▸ WHAT TO DO: Count the lines of the material below that contain the word "corner" and reply with that number alone.

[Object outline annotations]

==========

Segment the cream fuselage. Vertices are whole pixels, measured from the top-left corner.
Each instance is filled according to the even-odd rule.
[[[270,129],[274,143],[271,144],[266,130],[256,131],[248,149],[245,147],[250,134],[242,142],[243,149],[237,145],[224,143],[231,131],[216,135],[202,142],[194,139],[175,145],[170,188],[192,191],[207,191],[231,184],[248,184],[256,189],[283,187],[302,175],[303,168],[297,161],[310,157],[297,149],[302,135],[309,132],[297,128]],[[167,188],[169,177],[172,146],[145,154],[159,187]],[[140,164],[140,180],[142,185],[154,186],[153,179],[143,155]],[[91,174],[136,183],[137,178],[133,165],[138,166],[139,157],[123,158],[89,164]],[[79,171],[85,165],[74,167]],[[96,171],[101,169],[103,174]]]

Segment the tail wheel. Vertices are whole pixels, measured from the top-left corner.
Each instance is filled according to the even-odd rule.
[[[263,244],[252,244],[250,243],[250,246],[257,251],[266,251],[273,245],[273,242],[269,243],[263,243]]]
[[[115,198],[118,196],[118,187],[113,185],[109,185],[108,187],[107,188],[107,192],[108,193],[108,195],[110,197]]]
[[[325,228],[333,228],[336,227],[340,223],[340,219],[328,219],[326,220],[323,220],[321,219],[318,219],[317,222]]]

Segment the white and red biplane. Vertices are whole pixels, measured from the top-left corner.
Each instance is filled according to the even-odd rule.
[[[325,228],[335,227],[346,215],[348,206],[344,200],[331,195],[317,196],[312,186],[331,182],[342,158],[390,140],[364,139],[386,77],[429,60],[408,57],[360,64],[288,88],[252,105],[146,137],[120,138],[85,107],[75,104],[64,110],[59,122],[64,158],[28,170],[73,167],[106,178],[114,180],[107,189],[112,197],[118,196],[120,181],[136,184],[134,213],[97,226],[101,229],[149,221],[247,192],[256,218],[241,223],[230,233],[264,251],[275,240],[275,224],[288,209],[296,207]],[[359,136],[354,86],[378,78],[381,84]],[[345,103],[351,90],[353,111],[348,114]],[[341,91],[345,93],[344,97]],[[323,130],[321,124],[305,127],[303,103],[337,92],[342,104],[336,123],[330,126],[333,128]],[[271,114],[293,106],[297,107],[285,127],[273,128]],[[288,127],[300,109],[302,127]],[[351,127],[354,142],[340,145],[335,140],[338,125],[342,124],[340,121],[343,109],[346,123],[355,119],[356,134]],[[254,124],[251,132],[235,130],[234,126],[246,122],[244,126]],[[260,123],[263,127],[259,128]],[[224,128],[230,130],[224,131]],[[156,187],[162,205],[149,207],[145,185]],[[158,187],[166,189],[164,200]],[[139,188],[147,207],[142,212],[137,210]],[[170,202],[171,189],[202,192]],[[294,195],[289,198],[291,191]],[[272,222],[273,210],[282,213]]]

==========

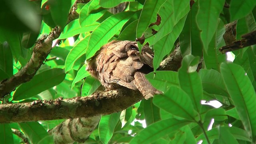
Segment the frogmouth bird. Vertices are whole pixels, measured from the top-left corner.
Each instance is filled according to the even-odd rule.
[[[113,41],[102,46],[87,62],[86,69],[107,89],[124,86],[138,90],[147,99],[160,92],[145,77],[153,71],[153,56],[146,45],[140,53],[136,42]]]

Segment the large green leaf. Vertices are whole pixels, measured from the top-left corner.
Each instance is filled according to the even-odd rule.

==========

▸ SOLUTION FOR THIS EXERCISE: 5